[start of Material shown]

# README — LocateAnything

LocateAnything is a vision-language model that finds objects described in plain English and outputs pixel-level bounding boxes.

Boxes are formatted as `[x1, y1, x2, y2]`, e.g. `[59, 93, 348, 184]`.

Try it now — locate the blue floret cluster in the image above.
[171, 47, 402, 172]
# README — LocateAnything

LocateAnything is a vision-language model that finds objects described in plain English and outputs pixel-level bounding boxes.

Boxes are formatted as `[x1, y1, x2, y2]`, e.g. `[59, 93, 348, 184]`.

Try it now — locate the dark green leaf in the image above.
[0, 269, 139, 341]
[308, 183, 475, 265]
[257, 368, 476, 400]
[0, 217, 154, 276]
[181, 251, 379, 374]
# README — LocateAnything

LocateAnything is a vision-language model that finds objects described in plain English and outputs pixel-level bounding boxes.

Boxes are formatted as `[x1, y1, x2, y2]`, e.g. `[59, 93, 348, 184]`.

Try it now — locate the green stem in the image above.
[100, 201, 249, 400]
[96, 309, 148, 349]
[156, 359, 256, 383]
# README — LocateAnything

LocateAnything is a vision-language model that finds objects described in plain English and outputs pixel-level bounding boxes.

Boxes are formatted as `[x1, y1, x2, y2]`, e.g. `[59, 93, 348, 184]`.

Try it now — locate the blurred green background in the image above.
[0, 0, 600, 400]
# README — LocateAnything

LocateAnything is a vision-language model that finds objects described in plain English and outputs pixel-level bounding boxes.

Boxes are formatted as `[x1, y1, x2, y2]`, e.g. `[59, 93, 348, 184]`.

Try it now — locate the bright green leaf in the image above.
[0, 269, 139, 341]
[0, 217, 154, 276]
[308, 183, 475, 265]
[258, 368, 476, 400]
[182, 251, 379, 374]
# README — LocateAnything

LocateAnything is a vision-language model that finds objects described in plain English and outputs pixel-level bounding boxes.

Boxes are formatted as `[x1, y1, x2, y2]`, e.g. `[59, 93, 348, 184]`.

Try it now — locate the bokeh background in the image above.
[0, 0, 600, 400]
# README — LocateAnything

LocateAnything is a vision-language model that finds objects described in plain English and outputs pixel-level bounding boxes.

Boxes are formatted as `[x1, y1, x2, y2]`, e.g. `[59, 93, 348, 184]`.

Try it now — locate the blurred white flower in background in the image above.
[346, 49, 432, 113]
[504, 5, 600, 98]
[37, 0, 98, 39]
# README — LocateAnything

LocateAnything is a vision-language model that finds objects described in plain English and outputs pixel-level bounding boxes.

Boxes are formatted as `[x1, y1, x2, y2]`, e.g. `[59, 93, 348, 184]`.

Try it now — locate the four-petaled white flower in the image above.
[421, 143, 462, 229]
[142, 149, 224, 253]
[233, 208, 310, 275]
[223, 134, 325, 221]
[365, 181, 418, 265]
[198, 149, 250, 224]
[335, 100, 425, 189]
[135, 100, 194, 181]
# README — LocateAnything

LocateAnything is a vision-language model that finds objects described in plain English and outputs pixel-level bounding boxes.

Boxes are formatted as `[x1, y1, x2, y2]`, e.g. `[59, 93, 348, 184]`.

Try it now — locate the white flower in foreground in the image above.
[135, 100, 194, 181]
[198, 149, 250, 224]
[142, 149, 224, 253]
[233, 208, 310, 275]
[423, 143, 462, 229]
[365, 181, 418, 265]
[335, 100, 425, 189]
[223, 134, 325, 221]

[end of Material shown]

*Work required:* Copy out every line from the start of the rows through the line holding "[156, 359, 256, 383]", inclusive, keeping each line unchanged.

*Exercise answer:*
# README — LocateAnything

LocateAnything is a vision-language model that finds objects described in plain English and outputs pixel-level bounding boxes.

Boxes are formatted as `[x1, y1, x2, y2]`, e.g. `[59, 93, 348, 184]`.

Try it now — locate the blue floret cluster in the image above.
[171, 47, 402, 172]
# README — LocateAnything

LocateAnything is a vision-language model that finds objects described in plain English and outputs pixel-level bounding boxes.

Boxes are formatted as `[x1, y1, x2, y2]`, e.g. `[59, 93, 348, 184]`.

Try it now — locate the dark green leaf in the image above.
[0, 269, 139, 341]
[308, 183, 475, 265]
[257, 368, 476, 400]
[0, 217, 154, 276]
[181, 251, 379, 374]
# README — LocateAnything

LocateAnything is a vision-language model that finds objects described in plain English and outputs pixel-level bounding boxes.

Boxes are formatted as `[x1, y1, x2, y2]`, e.g. `[59, 93, 348, 184]`.

Try it now — locate the green stem in the image above.
[100, 201, 249, 400]
[96, 309, 148, 349]
[156, 359, 256, 383]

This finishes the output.